--- Your assignment ---
The lines to return are the one containing "Point to the wooden pier." and all that follow it in the entries below, duplicated exactly and nothing else.

--- Record excerpts ---
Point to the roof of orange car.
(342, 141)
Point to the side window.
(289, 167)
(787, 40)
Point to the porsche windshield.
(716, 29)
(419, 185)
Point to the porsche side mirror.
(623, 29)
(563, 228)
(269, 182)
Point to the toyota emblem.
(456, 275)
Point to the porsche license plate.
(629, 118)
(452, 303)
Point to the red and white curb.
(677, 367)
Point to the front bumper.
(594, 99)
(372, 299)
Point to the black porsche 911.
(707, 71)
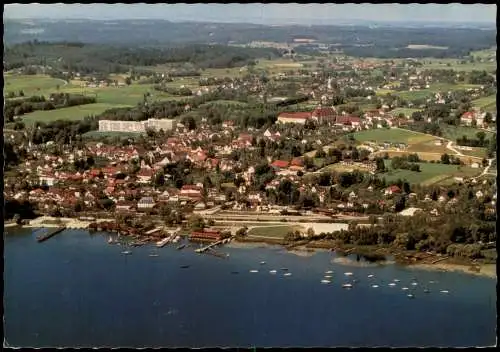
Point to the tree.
(445, 158)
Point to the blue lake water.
(76, 290)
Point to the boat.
(162, 242)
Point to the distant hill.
(389, 40)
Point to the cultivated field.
(392, 136)
(274, 231)
(454, 132)
(488, 103)
(74, 113)
(430, 173)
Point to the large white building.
(135, 126)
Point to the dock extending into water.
(210, 246)
(50, 234)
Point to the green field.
(392, 136)
(74, 113)
(488, 103)
(405, 111)
(454, 132)
(273, 231)
(430, 173)
(32, 84)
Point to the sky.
(307, 14)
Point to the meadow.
(392, 135)
(488, 104)
(74, 113)
(273, 231)
(430, 174)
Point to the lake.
(76, 290)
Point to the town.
(304, 149)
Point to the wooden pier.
(50, 234)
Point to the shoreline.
(307, 250)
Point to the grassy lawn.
(391, 135)
(405, 111)
(488, 103)
(454, 132)
(273, 231)
(430, 173)
(31, 84)
(73, 113)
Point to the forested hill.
(90, 58)
(356, 40)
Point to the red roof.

--- Your response ---
Point to the wooden pier.
(50, 234)
Point to the shoreline.
(307, 250)
Point to the grassy lawn.
(391, 135)
(405, 111)
(488, 103)
(454, 132)
(273, 231)
(430, 173)
(31, 84)
(73, 113)
Point to the forested hill.
(90, 58)
(356, 40)
Point to the red roof.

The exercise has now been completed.